Text provided:
>>>
The best part is that once a person leaves, He encourages his other platoon members to jump the ship and join his/her company and in the process makes upto 50-60K as referral bonus
My company has started a practise that a person who quits has to serve his notice period. Even if that means sitting jobless for two months. So last month we had a good case where around 7-9 folks from the same technical skills area put in their papers. It seems they were all in a conference room, happily gossipping and whiling away their time :P.
Singha wrote:Once the preserve of youth, Indian IT staffing enters middle age
The report is just echoing my sentiments. Pretty much brings out all the concerns I have at the moment.
last week we had one, and barely 50% went, helped no doubt by no bus provided (drive to outside the city on own vehicle) and the realisation that taking that day off meant they would need to work on the weekend . all were "working from home" or hiding at various places at work ignoring calls from managers
True. A trend I noticed was that even youngsters now have their own friends circle etc. So they prefer to spend time in that circles, rather than be forced to come to a team outing. And in 24/7 support engagements most of the folks actually wish to spend their weekly offs relaxing. As for me I have pretty much stopped going for such events from last two years. Have made it clear that such things any way dont motivate me, and it is more of the "work life balance", I would be interested in.
<<<
Records shown:
>>>
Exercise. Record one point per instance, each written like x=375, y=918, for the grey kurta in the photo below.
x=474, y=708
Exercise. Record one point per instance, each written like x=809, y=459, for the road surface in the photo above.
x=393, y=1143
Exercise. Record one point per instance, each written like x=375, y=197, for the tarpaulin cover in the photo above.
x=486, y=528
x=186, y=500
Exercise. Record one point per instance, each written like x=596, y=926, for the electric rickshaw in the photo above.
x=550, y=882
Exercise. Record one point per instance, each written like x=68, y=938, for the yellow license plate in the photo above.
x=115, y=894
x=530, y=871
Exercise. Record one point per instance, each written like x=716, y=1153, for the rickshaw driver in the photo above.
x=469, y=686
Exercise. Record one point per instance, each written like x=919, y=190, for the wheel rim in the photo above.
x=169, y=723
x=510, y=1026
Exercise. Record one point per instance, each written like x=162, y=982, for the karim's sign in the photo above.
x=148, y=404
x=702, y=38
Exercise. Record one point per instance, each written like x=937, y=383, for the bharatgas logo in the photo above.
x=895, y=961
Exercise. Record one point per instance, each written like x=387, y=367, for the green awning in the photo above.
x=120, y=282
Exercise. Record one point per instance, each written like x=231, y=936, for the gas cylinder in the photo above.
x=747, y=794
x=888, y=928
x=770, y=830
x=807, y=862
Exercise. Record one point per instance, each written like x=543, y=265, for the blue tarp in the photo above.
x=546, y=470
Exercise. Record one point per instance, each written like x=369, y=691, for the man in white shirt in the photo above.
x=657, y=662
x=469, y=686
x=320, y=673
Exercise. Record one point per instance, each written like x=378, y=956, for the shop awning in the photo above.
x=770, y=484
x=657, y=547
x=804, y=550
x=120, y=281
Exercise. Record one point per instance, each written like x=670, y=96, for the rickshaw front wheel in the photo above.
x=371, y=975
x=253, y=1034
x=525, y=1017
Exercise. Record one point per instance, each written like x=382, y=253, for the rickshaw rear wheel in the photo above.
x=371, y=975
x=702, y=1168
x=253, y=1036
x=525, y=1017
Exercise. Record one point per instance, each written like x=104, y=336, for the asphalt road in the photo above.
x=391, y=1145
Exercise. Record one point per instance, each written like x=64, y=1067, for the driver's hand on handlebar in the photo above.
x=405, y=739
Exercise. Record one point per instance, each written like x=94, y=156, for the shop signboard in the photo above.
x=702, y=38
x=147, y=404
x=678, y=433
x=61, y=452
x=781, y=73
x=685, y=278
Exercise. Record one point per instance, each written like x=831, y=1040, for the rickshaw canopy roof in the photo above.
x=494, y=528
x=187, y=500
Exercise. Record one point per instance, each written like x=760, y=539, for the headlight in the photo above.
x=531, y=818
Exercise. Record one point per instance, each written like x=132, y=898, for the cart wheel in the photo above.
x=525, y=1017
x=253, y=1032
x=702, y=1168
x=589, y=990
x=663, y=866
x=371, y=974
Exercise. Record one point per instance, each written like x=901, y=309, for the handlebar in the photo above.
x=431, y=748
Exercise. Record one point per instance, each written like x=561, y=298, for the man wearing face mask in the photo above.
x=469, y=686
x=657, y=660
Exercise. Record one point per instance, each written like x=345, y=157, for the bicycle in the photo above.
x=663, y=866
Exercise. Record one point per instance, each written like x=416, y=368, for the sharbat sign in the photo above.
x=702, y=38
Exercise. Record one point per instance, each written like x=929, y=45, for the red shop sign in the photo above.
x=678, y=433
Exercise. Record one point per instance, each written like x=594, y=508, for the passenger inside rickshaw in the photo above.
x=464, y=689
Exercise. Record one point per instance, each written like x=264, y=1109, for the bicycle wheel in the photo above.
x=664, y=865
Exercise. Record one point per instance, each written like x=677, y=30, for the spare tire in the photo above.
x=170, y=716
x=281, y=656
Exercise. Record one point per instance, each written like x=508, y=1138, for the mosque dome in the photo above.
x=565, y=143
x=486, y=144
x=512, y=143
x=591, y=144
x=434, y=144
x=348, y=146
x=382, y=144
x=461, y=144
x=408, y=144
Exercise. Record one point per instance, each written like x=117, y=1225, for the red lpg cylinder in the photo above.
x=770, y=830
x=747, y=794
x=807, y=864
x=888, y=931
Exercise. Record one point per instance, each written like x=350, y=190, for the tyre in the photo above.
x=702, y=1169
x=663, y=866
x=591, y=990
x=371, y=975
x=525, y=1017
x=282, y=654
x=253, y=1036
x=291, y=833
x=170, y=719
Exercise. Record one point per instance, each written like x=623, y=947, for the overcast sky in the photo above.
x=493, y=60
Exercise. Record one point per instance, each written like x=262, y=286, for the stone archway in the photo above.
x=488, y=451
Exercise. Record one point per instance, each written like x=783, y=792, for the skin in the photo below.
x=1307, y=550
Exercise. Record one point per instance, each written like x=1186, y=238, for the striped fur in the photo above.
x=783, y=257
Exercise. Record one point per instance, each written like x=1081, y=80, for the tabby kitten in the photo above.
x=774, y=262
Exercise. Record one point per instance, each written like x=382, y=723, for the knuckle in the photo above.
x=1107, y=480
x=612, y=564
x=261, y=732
<<<
Task set:
A) For each statement, say whether it agrees with the forum posts on IT staffing, answering yes or no and quoting the words of the posts that decide it: (i) A person who quits must serve the notice period even if it means sitting jobless for two months. (ii) A bus was provided for last week's outing. (iii) The referral bonus mentioned can reach 50-60K.
B) Print the records word for word, from their first line down to the line containing "x=120, y=281", with both of those lines included.

Answers for this exercise:
A)
(i) Yes: "a person who quits has to serve his notice period. Even if that means sitting jobless for two months."
(ii) No: "no bus provided (drive to outside the city on own vehicle)"
(iii) Yes: "makes upto 50-60K as referral bonus"

B)
Exercise. Record one point per instance, each written like x=375, y=918, for the grey kurta in the photo below.
x=474, y=708
Exercise. Record one point per instance, each written like x=809, y=459, for the road surface in the photo above.
x=393, y=1143
Exercise. Record one point per instance, each written like x=375, y=197, for the tarpaulin cover in the photo above.
x=486, y=528
x=186, y=500
Exercise. Record one point per instance, each written like x=596, y=926, for the electric rickshaw in the photo above.
x=550, y=882
Exercise. Record one point per instance, each written like x=68, y=938, for the yellow license plate in the photo above.
x=115, y=894
x=530, y=871
Exercise. Record one point per instance, each written like x=716, y=1153, for the rickshaw driver in the photo above.
x=469, y=686
Exercise. Record one point per instance, each written like x=919, y=190, for the wheel rim in the photo above.
x=169, y=723
x=510, y=1026
Exercise. Record one point per instance, each written like x=162, y=982, for the karim's sign in the photo above.
x=148, y=404
x=702, y=38
Exercise. Record one point per instance, each written like x=937, y=383, for the bharatgas logo in the photo above.
x=895, y=961
Exercise. Record one point per instance, each written like x=387, y=367, for the green awning in the photo above.
x=120, y=282
Exercise. Record one point per instance, each written like x=231, y=936, for the gas cylinder in the photo above.
x=747, y=794
x=888, y=928
x=770, y=830
x=807, y=862
Exercise. Record one point per instance, each written like x=543, y=265, for the blue tarp in the photo above.
x=546, y=470
Exercise. Record one point per instance, each written like x=369, y=691, for the man in white shirt in the photo above.
x=657, y=662
x=469, y=686
x=320, y=673
Exercise. Record one point per instance, each written like x=378, y=956, for the shop awning in the photo above.
x=770, y=484
x=657, y=547
x=804, y=550
x=120, y=281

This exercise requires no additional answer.